DATA FOR PROCESSING Block Start

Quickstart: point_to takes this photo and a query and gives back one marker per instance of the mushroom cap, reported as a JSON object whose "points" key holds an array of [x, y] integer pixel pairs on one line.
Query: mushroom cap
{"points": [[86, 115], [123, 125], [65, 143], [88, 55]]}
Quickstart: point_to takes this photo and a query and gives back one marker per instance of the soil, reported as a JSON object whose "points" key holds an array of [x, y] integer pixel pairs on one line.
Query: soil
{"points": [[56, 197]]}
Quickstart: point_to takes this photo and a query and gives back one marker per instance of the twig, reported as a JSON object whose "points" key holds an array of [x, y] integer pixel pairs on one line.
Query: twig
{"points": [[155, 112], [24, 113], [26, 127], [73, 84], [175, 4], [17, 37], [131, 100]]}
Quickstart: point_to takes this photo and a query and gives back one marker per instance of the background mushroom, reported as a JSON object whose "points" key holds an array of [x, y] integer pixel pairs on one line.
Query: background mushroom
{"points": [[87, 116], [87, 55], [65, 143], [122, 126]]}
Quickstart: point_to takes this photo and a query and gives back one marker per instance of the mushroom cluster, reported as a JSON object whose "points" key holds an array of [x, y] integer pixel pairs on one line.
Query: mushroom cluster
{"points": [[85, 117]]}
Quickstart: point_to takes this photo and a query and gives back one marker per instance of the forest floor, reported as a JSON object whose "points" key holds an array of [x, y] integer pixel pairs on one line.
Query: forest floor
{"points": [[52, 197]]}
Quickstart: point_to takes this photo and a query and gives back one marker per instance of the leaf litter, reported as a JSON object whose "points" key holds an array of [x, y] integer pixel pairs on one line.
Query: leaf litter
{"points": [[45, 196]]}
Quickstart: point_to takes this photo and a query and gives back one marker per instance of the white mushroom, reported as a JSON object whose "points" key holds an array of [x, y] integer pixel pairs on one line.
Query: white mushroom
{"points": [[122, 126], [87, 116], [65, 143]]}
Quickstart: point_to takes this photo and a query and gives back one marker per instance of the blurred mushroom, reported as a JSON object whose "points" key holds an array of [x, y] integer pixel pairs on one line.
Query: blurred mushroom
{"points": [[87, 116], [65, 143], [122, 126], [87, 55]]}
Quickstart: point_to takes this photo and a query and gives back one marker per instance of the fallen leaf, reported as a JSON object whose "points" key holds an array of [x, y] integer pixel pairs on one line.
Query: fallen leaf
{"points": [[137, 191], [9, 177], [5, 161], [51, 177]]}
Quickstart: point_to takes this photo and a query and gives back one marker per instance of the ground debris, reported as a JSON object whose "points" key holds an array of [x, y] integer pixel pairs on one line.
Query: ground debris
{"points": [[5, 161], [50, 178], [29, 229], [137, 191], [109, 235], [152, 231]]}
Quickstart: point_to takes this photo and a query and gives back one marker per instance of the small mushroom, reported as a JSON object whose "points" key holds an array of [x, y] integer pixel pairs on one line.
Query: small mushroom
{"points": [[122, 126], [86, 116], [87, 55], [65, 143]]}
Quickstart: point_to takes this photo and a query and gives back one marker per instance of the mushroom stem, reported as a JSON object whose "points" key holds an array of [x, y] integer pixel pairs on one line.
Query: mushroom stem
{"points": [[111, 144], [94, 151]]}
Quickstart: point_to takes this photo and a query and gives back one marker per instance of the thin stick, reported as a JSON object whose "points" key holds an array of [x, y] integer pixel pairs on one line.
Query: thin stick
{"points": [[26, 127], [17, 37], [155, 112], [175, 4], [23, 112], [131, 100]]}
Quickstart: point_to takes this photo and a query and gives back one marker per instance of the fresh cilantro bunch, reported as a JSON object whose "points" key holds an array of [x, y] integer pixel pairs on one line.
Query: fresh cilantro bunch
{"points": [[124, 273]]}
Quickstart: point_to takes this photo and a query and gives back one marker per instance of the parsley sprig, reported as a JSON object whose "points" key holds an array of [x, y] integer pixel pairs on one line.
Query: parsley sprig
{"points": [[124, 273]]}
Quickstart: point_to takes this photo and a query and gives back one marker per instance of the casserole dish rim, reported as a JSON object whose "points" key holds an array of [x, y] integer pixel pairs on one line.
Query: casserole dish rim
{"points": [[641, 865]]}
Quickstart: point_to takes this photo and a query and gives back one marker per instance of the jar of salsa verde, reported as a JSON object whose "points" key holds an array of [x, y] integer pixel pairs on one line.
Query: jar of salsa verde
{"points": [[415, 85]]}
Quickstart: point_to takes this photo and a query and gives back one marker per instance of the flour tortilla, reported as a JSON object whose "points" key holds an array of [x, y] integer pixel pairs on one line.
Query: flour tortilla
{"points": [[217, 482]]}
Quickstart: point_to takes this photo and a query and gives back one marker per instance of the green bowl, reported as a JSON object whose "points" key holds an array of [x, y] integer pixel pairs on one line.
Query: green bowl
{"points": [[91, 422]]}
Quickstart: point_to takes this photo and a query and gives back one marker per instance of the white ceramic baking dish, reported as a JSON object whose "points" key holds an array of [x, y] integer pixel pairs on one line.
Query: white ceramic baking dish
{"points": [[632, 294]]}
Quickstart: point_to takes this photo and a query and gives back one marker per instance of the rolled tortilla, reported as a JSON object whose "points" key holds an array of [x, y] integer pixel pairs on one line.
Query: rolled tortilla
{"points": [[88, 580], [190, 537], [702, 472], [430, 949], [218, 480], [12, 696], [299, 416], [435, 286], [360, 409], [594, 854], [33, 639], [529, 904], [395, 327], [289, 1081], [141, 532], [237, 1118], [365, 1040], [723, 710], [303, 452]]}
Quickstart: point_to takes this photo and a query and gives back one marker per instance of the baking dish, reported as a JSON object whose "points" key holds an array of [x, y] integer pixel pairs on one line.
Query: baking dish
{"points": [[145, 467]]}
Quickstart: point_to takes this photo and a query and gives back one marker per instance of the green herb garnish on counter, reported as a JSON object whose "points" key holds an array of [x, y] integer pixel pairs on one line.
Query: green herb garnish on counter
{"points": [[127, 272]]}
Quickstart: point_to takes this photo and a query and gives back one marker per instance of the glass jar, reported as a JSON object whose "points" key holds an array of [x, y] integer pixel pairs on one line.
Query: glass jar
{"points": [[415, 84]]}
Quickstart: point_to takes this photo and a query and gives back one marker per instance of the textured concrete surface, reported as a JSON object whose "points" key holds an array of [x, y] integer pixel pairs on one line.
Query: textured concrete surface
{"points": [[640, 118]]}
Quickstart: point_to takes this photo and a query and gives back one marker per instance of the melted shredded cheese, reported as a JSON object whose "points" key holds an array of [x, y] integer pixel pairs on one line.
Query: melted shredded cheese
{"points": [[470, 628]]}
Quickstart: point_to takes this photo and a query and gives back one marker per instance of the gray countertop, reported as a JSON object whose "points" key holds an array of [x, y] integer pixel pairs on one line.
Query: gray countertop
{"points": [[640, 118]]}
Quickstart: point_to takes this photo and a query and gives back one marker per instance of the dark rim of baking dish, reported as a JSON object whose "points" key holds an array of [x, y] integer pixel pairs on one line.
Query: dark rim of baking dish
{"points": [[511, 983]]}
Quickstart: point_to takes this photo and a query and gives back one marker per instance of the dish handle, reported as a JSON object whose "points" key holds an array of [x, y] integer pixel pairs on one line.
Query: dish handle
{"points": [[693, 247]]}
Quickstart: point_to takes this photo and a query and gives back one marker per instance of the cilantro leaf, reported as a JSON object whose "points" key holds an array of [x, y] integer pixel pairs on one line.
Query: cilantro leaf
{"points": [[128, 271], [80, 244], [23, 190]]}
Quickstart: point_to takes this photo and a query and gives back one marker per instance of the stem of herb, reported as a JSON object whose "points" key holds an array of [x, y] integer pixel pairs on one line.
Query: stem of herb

DATA FOR PROCESSING Block End

DESCRIPTION OF THE TASK:
A word-for-word copy of the listing is the expected answer.

SOLUTION TO THE EXERCISE:
Quickstart: point_to takes this photo and a query and gives back one marker per instance of the mushroom cap, reported as a JSON object whose "points" key holds an array of [x, y] integer pixel pairs on one line.
Query: mushroom cap
{"points": [[86, 115], [123, 125], [65, 143], [88, 55]]}
Quickstart: point_to takes this photo and a query and gives back one marker per instance of the soil, reported as a JSON object whose "points" key holds an array of [x, y] integer pixel pairs on one line.
Query: soil
{"points": [[56, 197]]}
Quickstart: point_to takes this photo and a query and gives back one marker per instance of the twig, reported as a JSON object whose "points" key holds an array of [x, y] integer pixel pairs on one line.
Query: twig
{"points": [[155, 112], [24, 113], [26, 127], [73, 84], [175, 4], [17, 37], [131, 100]]}
Quickstart: point_to takes this photo and a query and gives back one marker per instance of the background mushroom, reported as a JSON object whose "points" key holds an array of [x, y] integer pixel pairs on one line.
Query: background mushroom
{"points": [[87, 116], [87, 55], [65, 143], [122, 126]]}
Quickstart: point_to takes this photo and a query and gives back one marker per instance of the mushroom cluster, reported as a JSON object whose "points" key holds an array of [x, y] integer pixel pairs on one line.
Query: mushroom cluster
{"points": [[85, 117]]}
Quickstart: point_to takes this photo and a query and gives back one marker per instance of the forest floor, reported as a JSON object whose "points" key holds an array of [x, y] integer pixel pairs on one line.
Query: forest floor
{"points": [[52, 197]]}
Quickstart: point_to takes this photo and a query and gives back one marker per instance of the leaf litter, reported as a JSON object whose "points" key holds an array of [x, y] integer pixel pairs on one line.
Query: leaf litter
{"points": [[45, 196]]}
Quickstart: point_to takes this photo and a query and gives back one marker per instance of the white mushroom, reported as a JSON object whose "points" key holds an array of [x, y] integer pixel pairs on one line.
Query: white mushroom
{"points": [[122, 126], [87, 116], [65, 143]]}
Quickstart: point_to takes this photo and a query and gives back one marker per instance of the blurred mushroom, reported as a JSON object whose "points" key holds an array of [x, y] integer pixel pairs on one line.
Query: blurred mushroom
{"points": [[87, 116], [65, 143], [122, 126], [87, 55]]}
Quickstart: point_to takes this photo and a query and gives back one marker per instance of the fallen leaf, reported as a JSON object whose "points" key holds an array of [x, y] integer pixel pairs on one line.
Query: fallen leaf
{"points": [[137, 191], [9, 177], [5, 161], [51, 177]]}
Quickstart: point_to takes this photo and a query and gives back one marker per instance of the ground debris, reported as a JSON object whose "points" key holds an array of [x, y] integer pixel pairs on one line.
Query: ground debris
{"points": [[5, 161], [50, 178], [29, 229], [137, 191], [109, 235], [152, 231]]}
Quickstart: point_to takes this photo and a query and gives back one marker per instance of the small mushroom, reported as a JSON object whose "points" key holds an array of [x, y] integer pixel pairs on one line.
Query: small mushroom
{"points": [[122, 126], [86, 116], [87, 55], [65, 143]]}
Quickstart: point_to takes this photo and a query and gives back one marker per instance of the mushroom stem, reported as a JSON object whose "points" key holds an array of [x, y] integer pixel pairs on one line.
Query: mushroom stem
{"points": [[111, 144], [94, 151]]}
Quickstart: point_to takes this photo and a query and gives back one marker per instance of the thin stick, reported as a JSON object whose "points" key holds an array of [x, y] integer pixel pairs on one line.
Query: thin stick
{"points": [[26, 127], [17, 37], [155, 112], [175, 4], [23, 112], [131, 100]]}
Quickstart: point_to takes this photo and a query and gives back one marker per instance of the fresh cilantro bunch, reported as a JSON object whose "points" key holds an array of [x, y] integer pixel pairs on one line.
Query: fresh cilantro bunch
{"points": [[124, 273]]}
Quickstart: point_to takes this photo and a query and gives back one marker per instance of the parsley sprig, reported as a JSON object whose "points" key holds an array of [x, y] integer pixel pairs on one line.
Query: parsley sprig
{"points": [[124, 273]]}
Quickstart: point_to takes this photo and a query and gives back one marker per instance of the casserole dish rim, reported as a JSON object whose "points" key holds an array of [x, y] integer pixel pairs on one line.
Query: casserole dish rim
{"points": [[641, 865]]}
Quickstart: point_to takes this photo and a query and gives back one marker per instance of the jar of salsa verde, reported as a JSON object whose "points" key holds an array of [x, y] integer pixel pairs on one line.
Query: jar of salsa verde
{"points": [[415, 85]]}
Quickstart: point_to takes this photo and a query and gives back one marker per instance of the flour tortilla, reported as a JSON object whose "points" key holds an array of [x, y] integer pixel pairs on one line.
Query: flour tortilla
{"points": [[217, 482]]}
Quickstart: point_to takes this photo and a query and gives back one marker per instance of the green bowl, reported as a JSON object whose "points" key holds an array of [x, y] integer pixel pairs on one line.
Query: green bowl
{"points": [[91, 422]]}
Quickstart: point_to takes this photo and a query and gives back one marker per instance of the white ceramic baking dish, reported as a JSON object whose "points" key holds an array of [x, y] integer pixel pairs on one line.
Query: white ceramic baking dish
{"points": [[632, 294]]}
Quickstart: point_to takes this photo and a query and gives back one marker per instance of the rolled tortilla, reported as a JSON object whose "points" key holds an array of [x, y] integer pixel pairs on one line.
Query: rolled tortilla
{"points": [[88, 580], [190, 537], [702, 472], [430, 949], [218, 480], [12, 696], [299, 416], [435, 286], [360, 409], [594, 854], [33, 639], [529, 904], [395, 327], [289, 1081], [141, 532], [237, 1118], [365, 1040], [723, 710], [303, 452]]}
Quickstart: point_to takes this photo and a query and gives back one marker per instance of the baking dish, reported as a JSON object whose "points" key holds an array of [x, y] integer pixel pairs on one line.
Query: baking dish
{"points": [[145, 467]]}
Quickstart: point_to takes this photo and a query and gives back one marker per instance of the green herb garnish on counter, reported as a JSON object whose "points" key holds an array of [x, y] integer pixel pairs on one line.
Query: green herb garnish on counter
{"points": [[127, 272]]}
Quickstart: point_to takes this photo and a query and gives back one marker per instance of the glass jar, reported as a JSON object whose "points" key holds an array of [x, y] integer pixel pairs on one line.
Query: glass jar
{"points": [[415, 84]]}
Quickstart: point_to takes this photo and a query and gives back one marker per instance of the textured concrete surface, reported as a JSON object whose "points" key holds an array of [x, y] integer pixel pairs on one line.
Query: textured concrete surface
{"points": [[640, 118]]}
Quickstart: point_to takes this photo and a query and gives back one marker per instance of the melted shredded cheese, reported as a JSON object whose "points" key holds an array of [x, y] integer pixel pairs on one line.
Query: melted shredded cheese
{"points": [[470, 628]]}
Quickstart: point_to takes this photo and a query and gives back one marker per instance of the gray countertop, reported as a JSON object whose "points" key holds an array of [x, y] integer pixel pairs on one line.
Query: gray countertop
{"points": [[640, 118]]}
Quickstart: point_to takes this photo and a query and gives back one marker per instance of the dark rim of baking dish, reported as a JSON object whose "points" key holds an array of [x, y] integer pixel pairs on one line.
Query: dark rim of baking dish
{"points": [[511, 983]]}
Quickstart: point_to takes this photo and a query and gives back one marker per instance of the dish handle, reported as a JSON object whose "points" key holds an array of [x, y] integer pixel pairs on one line.
Query: dish handle
{"points": [[693, 247]]}
Quickstart: point_to takes this photo and a query and gives back one marker per instance of the cilantro leaf, reported as a JSON object whose "points" key holds an array of [x, y] integer pixel pairs on one line.
Query: cilantro leaf
{"points": [[128, 271], [80, 244], [23, 190]]}
Quickstart: point_to takes this photo and a query and gives back one marker per instance of the stem of herb, reported as a JSON object whose "points" key holds an array of [x, y] integer pixel pairs on one line.
Query: stem of herb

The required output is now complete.